(Stored data entries)
━━━━━━━━━━

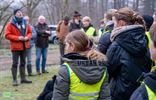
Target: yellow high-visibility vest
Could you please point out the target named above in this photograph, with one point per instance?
(90, 31)
(151, 94)
(82, 91)
(149, 39)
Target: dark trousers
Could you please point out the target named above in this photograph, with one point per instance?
(16, 55)
(62, 46)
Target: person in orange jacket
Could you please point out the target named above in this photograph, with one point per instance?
(19, 34)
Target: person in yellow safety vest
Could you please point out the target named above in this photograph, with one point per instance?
(148, 22)
(88, 27)
(147, 90)
(83, 76)
(101, 29)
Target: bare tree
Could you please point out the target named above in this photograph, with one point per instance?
(4, 14)
(30, 6)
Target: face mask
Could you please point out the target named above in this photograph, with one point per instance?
(18, 19)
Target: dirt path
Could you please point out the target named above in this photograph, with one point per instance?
(52, 59)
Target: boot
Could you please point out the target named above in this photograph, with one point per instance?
(29, 70)
(38, 72)
(22, 75)
(14, 75)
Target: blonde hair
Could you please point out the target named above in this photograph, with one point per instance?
(41, 17)
(129, 16)
(86, 18)
(80, 40)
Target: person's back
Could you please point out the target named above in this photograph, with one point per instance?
(104, 41)
(147, 90)
(128, 55)
(62, 31)
(79, 76)
(42, 36)
(75, 23)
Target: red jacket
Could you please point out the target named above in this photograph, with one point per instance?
(12, 33)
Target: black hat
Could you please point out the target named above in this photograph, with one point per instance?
(16, 10)
(148, 21)
(76, 14)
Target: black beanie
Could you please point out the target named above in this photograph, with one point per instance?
(16, 10)
(148, 21)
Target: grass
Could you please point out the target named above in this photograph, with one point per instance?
(24, 91)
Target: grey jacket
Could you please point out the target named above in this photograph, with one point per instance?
(89, 72)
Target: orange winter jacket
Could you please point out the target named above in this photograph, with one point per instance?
(12, 33)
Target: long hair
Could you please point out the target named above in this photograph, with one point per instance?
(153, 33)
(129, 16)
(80, 40)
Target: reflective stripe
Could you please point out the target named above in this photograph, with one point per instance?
(84, 94)
(82, 91)
(71, 98)
(90, 31)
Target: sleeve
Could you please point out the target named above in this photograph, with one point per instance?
(29, 32)
(113, 55)
(139, 94)
(61, 87)
(95, 33)
(34, 34)
(58, 29)
(70, 27)
(104, 43)
(9, 35)
(152, 51)
(40, 31)
(105, 90)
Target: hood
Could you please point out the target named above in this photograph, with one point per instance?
(131, 38)
(88, 71)
(86, 28)
(150, 81)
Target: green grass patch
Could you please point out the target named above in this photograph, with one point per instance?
(24, 91)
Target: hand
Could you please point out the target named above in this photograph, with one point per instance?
(96, 55)
(48, 32)
(76, 21)
(21, 38)
(26, 38)
(154, 16)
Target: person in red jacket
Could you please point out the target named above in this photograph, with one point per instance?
(19, 34)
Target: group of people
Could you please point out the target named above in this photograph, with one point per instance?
(118, 68)
(22, 36)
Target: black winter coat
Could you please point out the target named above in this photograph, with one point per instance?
(128, 57)
(141, 92)
(87, 72)
(73, 26)
(42, 36)
(105, 41)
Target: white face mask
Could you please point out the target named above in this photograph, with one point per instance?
(76, 21)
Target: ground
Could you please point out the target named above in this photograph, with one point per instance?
(25, 91)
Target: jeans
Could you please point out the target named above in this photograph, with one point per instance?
(41, 52)
(29, 55)
(16, 55)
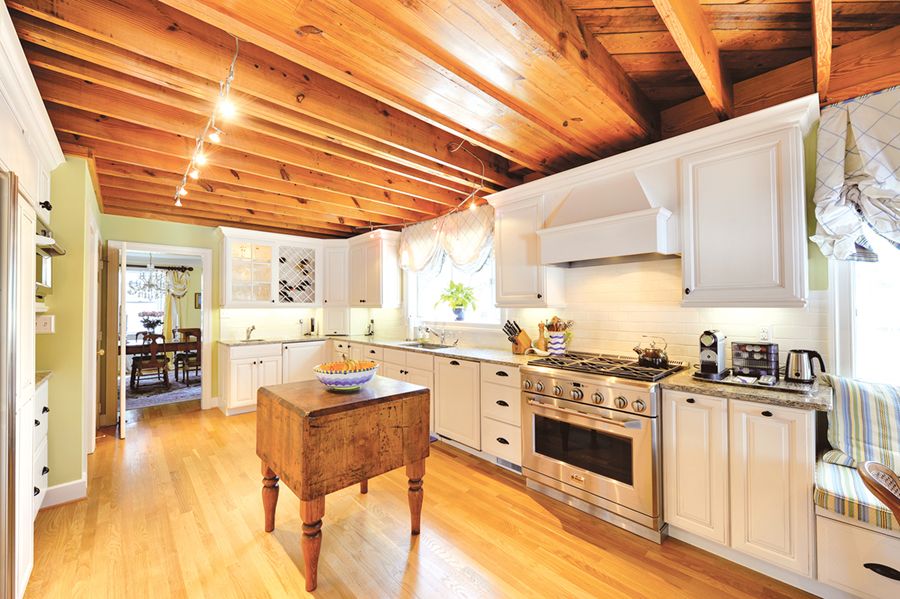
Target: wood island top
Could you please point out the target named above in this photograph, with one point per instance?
(311, 399)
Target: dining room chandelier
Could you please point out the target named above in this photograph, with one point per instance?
(224, 109)
(150, 284)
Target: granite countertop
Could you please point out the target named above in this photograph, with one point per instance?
(494, 356)
(819, 399)
(41, 376)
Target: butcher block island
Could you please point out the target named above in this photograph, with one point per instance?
(317, 441)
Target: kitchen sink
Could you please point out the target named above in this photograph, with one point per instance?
(419, 345)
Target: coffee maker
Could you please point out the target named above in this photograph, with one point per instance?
(712, 356)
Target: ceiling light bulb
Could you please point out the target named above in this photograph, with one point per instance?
(226, 108)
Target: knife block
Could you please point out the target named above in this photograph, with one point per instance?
(523, 342)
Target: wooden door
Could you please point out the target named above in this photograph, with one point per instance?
(772, 464)
(520, 276)
(458, 400)
(107, 356)
(695, 463)
(744, 225)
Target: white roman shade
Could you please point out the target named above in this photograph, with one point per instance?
(857, 167)
(465, 237)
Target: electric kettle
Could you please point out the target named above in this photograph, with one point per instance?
(799, 368)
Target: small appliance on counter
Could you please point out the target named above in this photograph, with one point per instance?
(712, 356)
(799, 368)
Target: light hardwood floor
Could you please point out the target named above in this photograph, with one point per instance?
(175, 511)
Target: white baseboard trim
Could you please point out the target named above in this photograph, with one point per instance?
(66, 492)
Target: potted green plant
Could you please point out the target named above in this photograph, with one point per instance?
(458, 297)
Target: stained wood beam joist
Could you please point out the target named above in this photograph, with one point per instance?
(179, 40)
(687, 24)
(82, 95)
(821, 22)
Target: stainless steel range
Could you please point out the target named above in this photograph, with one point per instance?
(591, 436)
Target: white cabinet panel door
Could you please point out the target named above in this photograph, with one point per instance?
(695, 463)
(299, 359)
(458, 400)
(772, 463)
(744, 225)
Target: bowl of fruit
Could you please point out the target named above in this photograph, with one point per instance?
(345, 375)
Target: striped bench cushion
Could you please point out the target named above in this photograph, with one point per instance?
(839, 489)
(864, 423)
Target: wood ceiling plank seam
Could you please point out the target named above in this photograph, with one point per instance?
(92, 98)
(168, 33)
(139, 138)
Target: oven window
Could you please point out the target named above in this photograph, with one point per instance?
(595, 451)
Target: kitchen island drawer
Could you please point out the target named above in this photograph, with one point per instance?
(502, 440)
(500, 374)
(501, 403)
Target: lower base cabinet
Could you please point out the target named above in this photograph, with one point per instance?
(458, 400)
(741, 474)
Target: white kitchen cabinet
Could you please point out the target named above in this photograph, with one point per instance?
(695, 463)
(299, 359)
(374, 270)
(744, 225)
(772, 472)
(522, 281)
(336, 290)
(458, 400)
(243, 370)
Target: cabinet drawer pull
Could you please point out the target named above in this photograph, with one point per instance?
(883, 570)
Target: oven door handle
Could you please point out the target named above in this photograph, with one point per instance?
(630, 424)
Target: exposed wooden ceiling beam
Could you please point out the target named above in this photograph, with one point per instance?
(859, 67)
(163, 34)
(65, 51)
(688, 26)
(821, 21)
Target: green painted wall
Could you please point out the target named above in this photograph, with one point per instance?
(73, 199)
(140, 230)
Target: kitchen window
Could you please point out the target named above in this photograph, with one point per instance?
(867, 321)
(426, 287)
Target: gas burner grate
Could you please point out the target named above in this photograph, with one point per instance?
(607, 366)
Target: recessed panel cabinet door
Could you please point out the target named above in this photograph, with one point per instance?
(744, 224)
(772, 462)
(695, 463)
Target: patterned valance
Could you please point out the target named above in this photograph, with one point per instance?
(857, 169)
(465, 237)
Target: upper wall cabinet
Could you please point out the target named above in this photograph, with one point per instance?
(522, 281)
(269, 270)
(374, 268)
(744, 223)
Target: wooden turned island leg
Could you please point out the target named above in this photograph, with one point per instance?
(270, 496)
(311, 513)
(415, 472)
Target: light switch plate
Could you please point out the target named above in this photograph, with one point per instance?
(45, 324)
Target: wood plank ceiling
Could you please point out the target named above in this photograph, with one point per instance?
(351, 112)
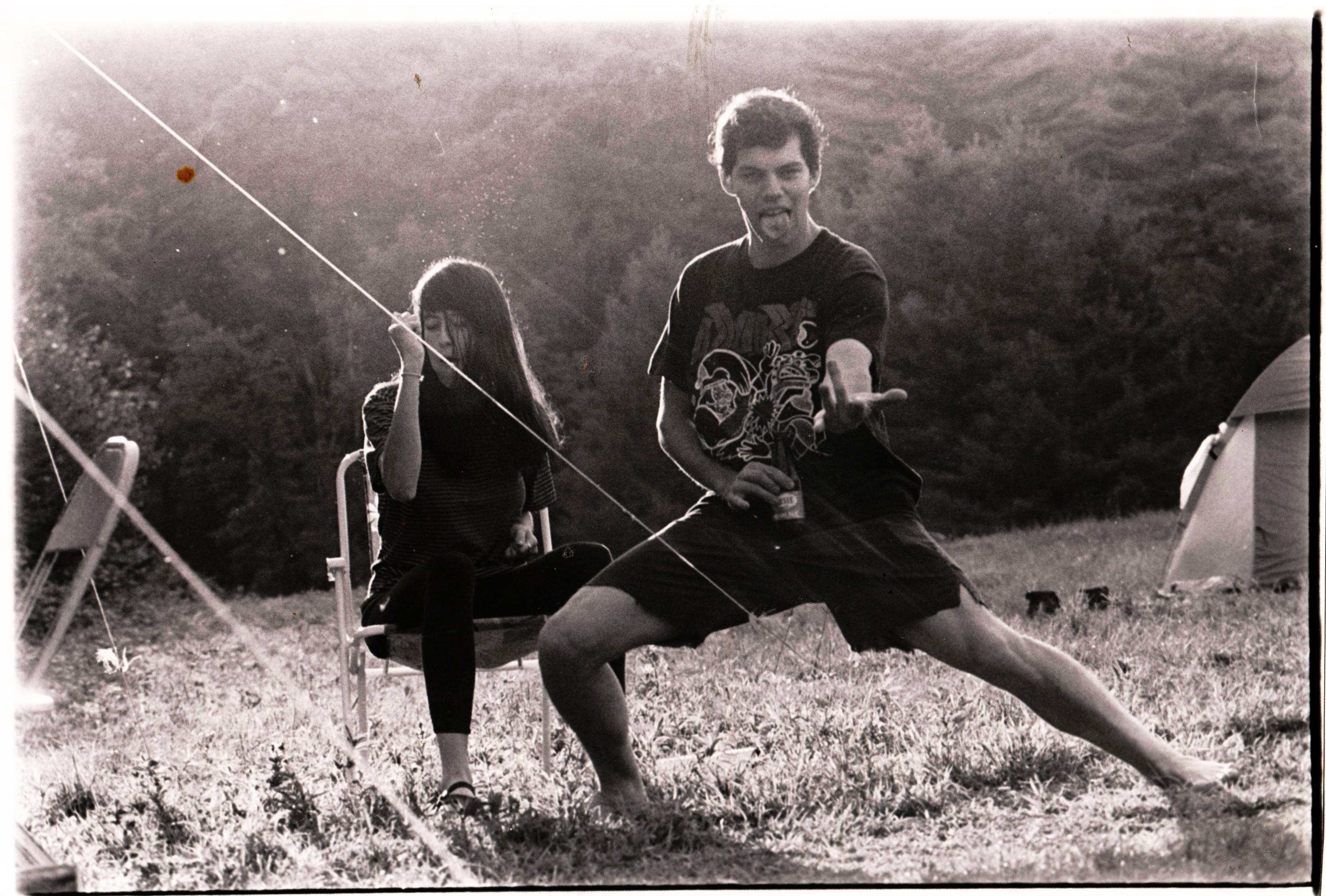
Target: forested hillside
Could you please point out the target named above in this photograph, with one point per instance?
(1096, 239)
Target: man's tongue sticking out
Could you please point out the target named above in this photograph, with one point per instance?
(775, 224)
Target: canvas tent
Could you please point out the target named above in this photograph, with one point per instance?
(1244, 497)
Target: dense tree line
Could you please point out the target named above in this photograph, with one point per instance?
(1094, 242)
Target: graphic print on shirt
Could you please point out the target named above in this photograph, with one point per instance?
(756, 381)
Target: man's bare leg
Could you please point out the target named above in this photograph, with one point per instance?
(598, 625)
(1056, 687)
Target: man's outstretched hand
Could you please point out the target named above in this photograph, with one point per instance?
(844, 410)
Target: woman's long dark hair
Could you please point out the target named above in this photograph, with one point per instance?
(495, 357)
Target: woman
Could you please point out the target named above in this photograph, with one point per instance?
(461, 482)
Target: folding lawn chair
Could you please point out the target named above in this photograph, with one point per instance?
(502, 643)
(85, 524)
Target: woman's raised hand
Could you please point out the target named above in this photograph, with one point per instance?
(404, 332)
(523, 541)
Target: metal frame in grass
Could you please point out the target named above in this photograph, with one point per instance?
(502, 643)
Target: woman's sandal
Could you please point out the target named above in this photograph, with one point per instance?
(463, 797)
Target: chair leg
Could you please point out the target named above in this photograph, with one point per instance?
(362, 679)
(545, 748)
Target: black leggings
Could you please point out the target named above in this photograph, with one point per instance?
(441, 598)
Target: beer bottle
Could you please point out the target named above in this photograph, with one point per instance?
(791, 508)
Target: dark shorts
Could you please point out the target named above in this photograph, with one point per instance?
(873, 574)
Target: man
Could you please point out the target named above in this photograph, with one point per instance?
(772, 349)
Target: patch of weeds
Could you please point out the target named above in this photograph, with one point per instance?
(1268, 727)
(1218, 850)
(260, 855)
(913, 808)
(69, 800)
(292, 806)
(1023, 763)
(170, 822)
(377, 813)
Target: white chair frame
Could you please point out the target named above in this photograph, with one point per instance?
(85, 525)
(507, 634)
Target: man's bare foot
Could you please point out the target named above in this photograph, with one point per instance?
(1191, 772)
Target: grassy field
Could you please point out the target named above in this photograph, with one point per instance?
(772, 755)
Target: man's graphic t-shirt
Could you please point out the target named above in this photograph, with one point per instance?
(748, 346)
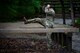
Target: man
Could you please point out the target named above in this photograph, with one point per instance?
(46, 22)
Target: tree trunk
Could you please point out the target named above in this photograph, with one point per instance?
(63, 11)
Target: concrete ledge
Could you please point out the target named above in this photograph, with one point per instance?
(38, 30)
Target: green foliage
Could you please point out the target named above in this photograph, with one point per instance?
(13, 9)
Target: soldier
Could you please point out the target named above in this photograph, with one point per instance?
(46, 22)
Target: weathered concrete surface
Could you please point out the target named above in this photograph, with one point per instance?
(33, 28)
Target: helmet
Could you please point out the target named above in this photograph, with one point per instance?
(48, 5)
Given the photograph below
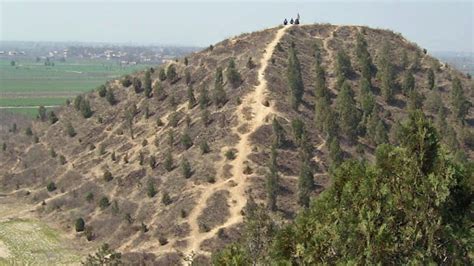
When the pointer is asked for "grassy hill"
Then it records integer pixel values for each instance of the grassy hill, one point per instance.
(164, 176)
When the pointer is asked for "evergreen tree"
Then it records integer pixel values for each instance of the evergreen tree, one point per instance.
(159, 91)
(162, 74)
(233, 75)
(349, 117)
(186, 168)
(343, 67)
(272, 185)
(42, 113)
(70, 129)
(191, 98)
(387, 73)
(147, 84)
(460, 103)
(335, 152)
(366, 97)
(85, 108)
(204, 98)
(431, 79)
(171, 74)
(305, 183)
(364, 60)
(278, 133)
(52, 117)
(110, 97)
(219, 96)
(102, 90)
(295, 80)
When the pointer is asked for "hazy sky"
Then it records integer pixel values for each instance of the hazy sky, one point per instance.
(436, 25)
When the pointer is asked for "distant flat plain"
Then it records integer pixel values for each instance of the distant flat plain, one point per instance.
(28, 84)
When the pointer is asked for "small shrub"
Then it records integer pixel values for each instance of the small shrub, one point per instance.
(51, 186)
(108, 176)
(204, 147)
(80, 225)
(151, 190)
(89, 197)
(104, 202)
(186, 168)
(89, 233)
(211, 179)
(163, 240)
(102, 90)
(230, 155)
(165, 198)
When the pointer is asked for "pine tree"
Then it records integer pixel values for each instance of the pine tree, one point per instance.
(364, 60)
(408, 84)
(70, 129)
(431, 79)
(295, 80)
(147, 84)
(110, 97)
(366, 97)
(42, 113)
(233, 75)
(159, 91)
(335, 152)
(186, 168)
(219, 96)
(204, 98)
(387, 73)
(460, 103)
(162, 74)
(278, 133)
(349, 117)
(272, 185)
(191, 98)
(171, 74)
(305, 183)
(343, 68)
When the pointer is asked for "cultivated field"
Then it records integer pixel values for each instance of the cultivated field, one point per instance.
(29, 84)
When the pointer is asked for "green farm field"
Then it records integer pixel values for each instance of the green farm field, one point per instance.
(28, 84)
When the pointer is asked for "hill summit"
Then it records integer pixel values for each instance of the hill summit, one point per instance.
(161, 164)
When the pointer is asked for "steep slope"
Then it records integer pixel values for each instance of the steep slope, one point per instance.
(155, 208)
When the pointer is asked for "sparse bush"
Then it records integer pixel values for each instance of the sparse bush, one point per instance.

━━━━━━━━━━

The response should consist of the lines above from the first through the one containing "Target: person in yellow safety vest", transcribed exactly, with every picture left out.

Target: yellow high-visibility vest
Could you please point out the target named above in this photograph, with one point per instance?
(90, 31)
(151, 94)
(82, 91)
(149, 39)
Target: dark trousers
Could you please point out the target named above in this photograph, with one point per instance?
(16, 55)
(62, 46)
Target: person in orange jacket
Could you please point out the target named above in this photograph, with one point per instance?
(19, 34)
Target: person in yellow safety vest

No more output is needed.